§ **GOAL OF THE EXERCISE**
Report every line in the listing below that contains the word "parked", copying each such line in full.

[Excerpts from pointing data]

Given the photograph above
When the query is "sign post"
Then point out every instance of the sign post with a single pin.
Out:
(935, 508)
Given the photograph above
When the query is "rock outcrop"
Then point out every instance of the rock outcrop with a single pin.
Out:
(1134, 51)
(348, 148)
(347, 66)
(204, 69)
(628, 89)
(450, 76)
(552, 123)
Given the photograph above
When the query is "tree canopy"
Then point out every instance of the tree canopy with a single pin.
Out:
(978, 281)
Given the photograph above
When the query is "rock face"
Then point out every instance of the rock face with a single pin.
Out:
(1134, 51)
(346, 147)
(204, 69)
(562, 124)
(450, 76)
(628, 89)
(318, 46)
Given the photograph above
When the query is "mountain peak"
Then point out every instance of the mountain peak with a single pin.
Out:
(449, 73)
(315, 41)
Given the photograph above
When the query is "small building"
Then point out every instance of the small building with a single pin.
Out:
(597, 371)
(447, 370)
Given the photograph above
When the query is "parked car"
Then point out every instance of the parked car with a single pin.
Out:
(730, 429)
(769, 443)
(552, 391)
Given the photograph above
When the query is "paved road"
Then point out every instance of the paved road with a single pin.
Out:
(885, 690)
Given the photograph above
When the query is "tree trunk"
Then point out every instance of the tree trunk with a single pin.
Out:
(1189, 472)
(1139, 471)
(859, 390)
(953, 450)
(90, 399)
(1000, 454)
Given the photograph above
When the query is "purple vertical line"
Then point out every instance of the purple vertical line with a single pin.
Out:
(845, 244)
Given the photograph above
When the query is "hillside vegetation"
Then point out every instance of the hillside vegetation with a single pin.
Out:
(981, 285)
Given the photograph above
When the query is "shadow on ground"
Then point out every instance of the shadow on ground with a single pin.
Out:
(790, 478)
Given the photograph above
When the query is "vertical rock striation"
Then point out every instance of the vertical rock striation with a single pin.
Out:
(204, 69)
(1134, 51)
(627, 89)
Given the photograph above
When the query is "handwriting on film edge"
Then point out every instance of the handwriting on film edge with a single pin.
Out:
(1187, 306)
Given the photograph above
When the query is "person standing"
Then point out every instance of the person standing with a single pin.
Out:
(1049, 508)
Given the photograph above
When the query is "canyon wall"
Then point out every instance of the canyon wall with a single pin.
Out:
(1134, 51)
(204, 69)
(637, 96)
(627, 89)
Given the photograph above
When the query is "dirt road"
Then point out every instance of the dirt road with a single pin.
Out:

§ **RESPONSE**
When the query is "parked car"
Then point out every instance of the parked car with a single pin.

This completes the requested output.